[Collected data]
○ ○ ○ ○

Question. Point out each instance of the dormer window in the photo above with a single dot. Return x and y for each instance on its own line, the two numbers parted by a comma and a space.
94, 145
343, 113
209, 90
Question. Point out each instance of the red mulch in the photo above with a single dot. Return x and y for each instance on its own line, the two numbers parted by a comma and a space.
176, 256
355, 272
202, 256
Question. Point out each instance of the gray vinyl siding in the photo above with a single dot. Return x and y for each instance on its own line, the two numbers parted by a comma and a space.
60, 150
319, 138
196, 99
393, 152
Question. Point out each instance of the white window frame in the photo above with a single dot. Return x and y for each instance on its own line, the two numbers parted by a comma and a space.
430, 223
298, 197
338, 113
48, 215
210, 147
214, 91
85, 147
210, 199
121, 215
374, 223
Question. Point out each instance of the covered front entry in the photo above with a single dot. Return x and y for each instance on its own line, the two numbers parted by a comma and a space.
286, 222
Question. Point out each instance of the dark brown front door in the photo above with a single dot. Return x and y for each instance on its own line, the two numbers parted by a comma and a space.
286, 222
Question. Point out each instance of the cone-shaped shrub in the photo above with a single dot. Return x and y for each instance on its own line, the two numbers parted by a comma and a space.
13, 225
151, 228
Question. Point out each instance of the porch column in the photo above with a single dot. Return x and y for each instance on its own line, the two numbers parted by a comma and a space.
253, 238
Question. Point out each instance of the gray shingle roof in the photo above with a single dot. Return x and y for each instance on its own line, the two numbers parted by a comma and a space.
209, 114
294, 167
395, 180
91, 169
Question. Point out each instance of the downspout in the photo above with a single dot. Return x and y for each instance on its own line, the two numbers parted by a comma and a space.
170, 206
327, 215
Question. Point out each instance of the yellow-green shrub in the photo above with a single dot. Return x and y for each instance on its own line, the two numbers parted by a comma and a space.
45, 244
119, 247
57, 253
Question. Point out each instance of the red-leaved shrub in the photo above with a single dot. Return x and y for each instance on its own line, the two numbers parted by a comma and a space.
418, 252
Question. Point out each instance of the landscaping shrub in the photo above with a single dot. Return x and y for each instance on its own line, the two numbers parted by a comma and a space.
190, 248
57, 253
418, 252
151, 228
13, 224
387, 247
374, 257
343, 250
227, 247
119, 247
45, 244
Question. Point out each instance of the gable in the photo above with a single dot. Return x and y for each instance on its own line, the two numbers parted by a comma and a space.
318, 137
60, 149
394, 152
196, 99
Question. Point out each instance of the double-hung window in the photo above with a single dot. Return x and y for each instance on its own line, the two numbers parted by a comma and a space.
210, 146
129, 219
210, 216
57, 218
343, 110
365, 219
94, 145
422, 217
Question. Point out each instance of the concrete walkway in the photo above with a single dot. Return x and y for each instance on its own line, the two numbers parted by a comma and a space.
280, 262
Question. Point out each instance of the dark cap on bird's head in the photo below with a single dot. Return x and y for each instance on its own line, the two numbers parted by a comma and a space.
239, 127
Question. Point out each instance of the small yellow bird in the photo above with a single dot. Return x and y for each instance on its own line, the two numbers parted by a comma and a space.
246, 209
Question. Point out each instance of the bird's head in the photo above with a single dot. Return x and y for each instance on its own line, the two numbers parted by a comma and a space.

○ ○ ○ ○

So that nothing is lost, please reproduce each entry exactly as written.

TASK SOLUTION:
Question. Point out each instance of the dormer window in the photo above with a single dot. Return x and y for each instance on its own line, the two numbers parted by a comma and a space.
94, 145
343, 113
209, 90
Question. Point out each instance of the red mulch in the photo above with a single dot. Return x and y for each instance on its own line, the two numbers parted by a comma and a space.
176, 256
355, 272
202, 256
Question. Point out each instance of the gray vinyl siding in the photo above with a single dot. Return x and y for each instance on its own line, the two numbers parted by a comma and a space.
60, 150
319, 138
196, 99
393, 152
Question. Point out each instance of the white window frame in the photo above with a single dot. Return x and y for each instance on its own line, the two numbers parted by a comma and a space.
430, 223
298, 197
338, 113
48, 215
210, 147
214, 91
85, 147
210, 199
121, 215
374, 223
Question. Point out each instance of the covered front entry in the photo above with a single dot. Return x and y for each instance on its own line, the two numbers parted by a comma and a space.
286, 222
Question. Point out each instance of the dark brown front door in the photo above with a single dot. Return x and y for each instance on its own line, the two numbers parted by a comma and a space.
286, 222
Question. Point out each instance of the cone-shaped shrub in the photo above with a single dot. Return x and y for each instance on its own line, the two numbers parted by a comma and a space.
13, 225
151, 228
Question. Point out each instance of the porch column in the photo above with a single dot. Return x and y for each instance on its own line, the two numbers parted by a comma and a space.
253, 238
Question. Point out each instance of the gray shingle roof in the photo above with a single dot. Return x and y for each instance on its own line, the two numbers parted by a comma and a space.
209, 114
294, 167
395, 180
91, 169
Question. Point out each instance of the downspout in the photo above with a single dot. Return x and y for each instance on its own line, the two numbers parted by a comma and a space.
170, 206
327, 215
Question. Point out each instance of the yellow-green shrub in the photo above with a single dot. Return x and y for each instance on its own line, the two numbers parted by a comma and a space.
45, 244
119, 247
57, 253
Question. Point out each instance of the red-leaved shrub in the photo above with a single dot. Return x and y for each instance on its own line, the two numbers parted by a comma and a space.
418, 252
Question. Point out each instance of the landscaping shrub in the photo above with a single dot. Return x and y for each instance on its own line, the two numbers parted by a comma and a space.
190, 248
57, 253
418, 252
151, 228
13, 224
387, 247
374, 257
343, 250
227, 247
119, 247
45, 244
Question. Point out each instance of the gable in the photo above with a single dot. Return x and y for each instance on its own line, the two numbers parted by a comma and a space.
318, 137
60, 149
394, 152
196, 99
Question. Point out each instance of the double-hung window in the photo above with a single dot. Return x and y for each instance on its own line, the two numbers parted by a comma and a space.
210, 146
129, 219
210, 216
57, 218
343, 110
365, 219
94, 145
422, 217
Question. Point out each instance of the concrete walkway in the photo above with a single dot. Return x and y for each instance on its own line, the two numbers parted by a comma and a space.
280, 262
Question. Point out each instance of the dark cap on bird's head in the photo below with a single dot. Return x and y for each instance on its own line, the two numbers parted by a comma and a space.
239, 127
Question. Point out each instance of the small yellow bird in the photo above with a single dot. Return x and y for each instance on its own line, the two numbers parted by a comma and a space.
246, 209
Question. Point out each instance of the bird's head in the photo above with a single dot. Return x and y for each instance on its own line, the two numbers parted by a comma and a space.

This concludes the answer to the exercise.